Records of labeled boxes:
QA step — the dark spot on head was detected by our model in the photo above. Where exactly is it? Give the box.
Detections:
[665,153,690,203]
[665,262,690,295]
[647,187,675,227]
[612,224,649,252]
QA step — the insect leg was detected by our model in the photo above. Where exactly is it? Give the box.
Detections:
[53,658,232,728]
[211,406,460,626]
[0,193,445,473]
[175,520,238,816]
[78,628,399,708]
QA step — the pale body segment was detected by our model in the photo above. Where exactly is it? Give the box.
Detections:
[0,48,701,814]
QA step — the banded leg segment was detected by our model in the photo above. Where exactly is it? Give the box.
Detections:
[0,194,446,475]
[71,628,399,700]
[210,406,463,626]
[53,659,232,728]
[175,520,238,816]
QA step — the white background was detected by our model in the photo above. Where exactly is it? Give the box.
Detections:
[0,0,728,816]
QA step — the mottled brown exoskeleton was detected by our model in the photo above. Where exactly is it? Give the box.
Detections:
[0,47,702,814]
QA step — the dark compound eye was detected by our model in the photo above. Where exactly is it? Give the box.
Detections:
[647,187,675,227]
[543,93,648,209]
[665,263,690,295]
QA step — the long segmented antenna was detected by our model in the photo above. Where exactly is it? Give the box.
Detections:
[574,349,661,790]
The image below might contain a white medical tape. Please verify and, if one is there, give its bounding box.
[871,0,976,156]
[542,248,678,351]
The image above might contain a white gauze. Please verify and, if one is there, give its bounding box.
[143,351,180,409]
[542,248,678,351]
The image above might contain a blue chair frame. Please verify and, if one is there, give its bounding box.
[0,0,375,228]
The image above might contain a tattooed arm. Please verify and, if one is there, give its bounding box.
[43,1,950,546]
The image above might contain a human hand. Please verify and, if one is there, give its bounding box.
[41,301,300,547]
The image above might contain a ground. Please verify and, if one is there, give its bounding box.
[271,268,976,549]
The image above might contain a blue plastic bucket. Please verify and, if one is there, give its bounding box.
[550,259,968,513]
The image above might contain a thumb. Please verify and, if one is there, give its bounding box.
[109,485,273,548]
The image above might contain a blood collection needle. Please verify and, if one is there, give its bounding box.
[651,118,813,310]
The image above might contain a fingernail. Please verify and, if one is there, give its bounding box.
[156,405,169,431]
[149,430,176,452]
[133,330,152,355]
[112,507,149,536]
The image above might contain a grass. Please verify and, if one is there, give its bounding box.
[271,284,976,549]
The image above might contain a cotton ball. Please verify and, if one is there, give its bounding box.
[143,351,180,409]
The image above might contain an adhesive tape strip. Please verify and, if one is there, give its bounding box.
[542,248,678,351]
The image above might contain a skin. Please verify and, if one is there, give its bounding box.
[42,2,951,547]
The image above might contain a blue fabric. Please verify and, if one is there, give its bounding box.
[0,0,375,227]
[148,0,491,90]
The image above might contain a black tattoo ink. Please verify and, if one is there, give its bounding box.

# [Set problem]
Reproduce the material above word for word, keeping every line in its original order.

# [Written reply]
QA step — the dark spot on head was detected by our model in the photo above. Where exactly is it? Give the box.
Detections:
[665,153,690,203]
[665,262,690,295]
[647,187,675,227]
[612,224,649,252]
QA step — the insect leg was detected by our model in the photo above. Where exactly is it? Give the box.
Detections:
[53,658,232,728]
[211,406,460,626]
[0,193,445,473]
[175,520,238,816]
[78,628,399,708]
QA step — the pale body segment was detected by our model in the photo above. Where exactly is it? Give the box.
Detections:
[0,48,701,814]
QA step — the banded leg segment was detected by our model in the photo above. Where exactly is it? Give the box.
Detections:
[0,194,446,475]
[71,628,399,700]
[210,406,463,626]
[53,659,232,728]
[175,520,238,816]
QA step — the white background was detected by our model in the photo above. Where exactly is it? Give the box.
Detections:
[0,0,728,816]
QA step — the mottled brown exoskeleton was detected by our model in the photo above. Where exactly is it? Give the box.
Detections:
[0,47,702,814]
QA step — the dark compound eye was detected by our model in the photo above. Where exactly is it? Give the box.
Detections:
[647,187,675,227]
[543,93,648,209]
[665,263,690,295]
QA step — the long segmented antenna was detected by our model in the photo above. Where exactly is it? Give the box.
Detections:
[574,349,661,790]
The image below might contain a white medical tape. Please verify and, if one is there, give its bounding box.
[871,0,976,156]
[542,248,678,351]
The image above might contain a white gauze. Please verify and, if one is there, give its bounding box.
[143,351,180,409]
[542,248,678,351]
The image above might contain a blue chair frame. Please verify and, if one is there, give its bounding box.
[0,0,375,228]
The image above might contain a tattooed arm. Please verify and, if one is there, give its bounding box.
[43,1,950,546]
The image above might contain a human hand. Please verify and, if one is there, give its bounding box.
[41,301,300,547]
The image above might contain a ground. Please verify and, if one is there, give its bounding box.
[271,268,976,549]
The image above might contain a blue plastic bucket. Please verify and, if one is there, give its bounding box.
[550,259,968,513]
The image above might contain a thumb. Please verify and, if one is there, give its bounding box.
[109,485,273,548]
The image above might contain a blood collection needle. Please verify and, if one is there, give its bounding box.
[651,118,813,310]
The image above might contain a fingernail. Please verify and, if one is there, give its bounding box.
[156,405,169,431]
[149,430,176,452]
[133,330,152,355]
[112,507,149,536]
The image above might contain a grass. Please verify and, if one is there, give its bounding box.
[271,284,976,549]
The image above might contain a cotton ball. Please verify and, if one is there, give its bounding box.
[143,351,180,409]
The image above might contain an adhesive tape strip. Please verify and, if one is there, give its bounding box.
[542,248,678,351]
The image above might contain a skin. Please verify and, if one is there, give its bounding box.
[42,2,951,547]
The image above might contain a blue fabric. Please verify and, if one is there, give its bounding box.
[0,0,375,227]
[148,0,491,90]
The image above might contain a black tattoo ink. Please verify and, if one is there, give its bounding box.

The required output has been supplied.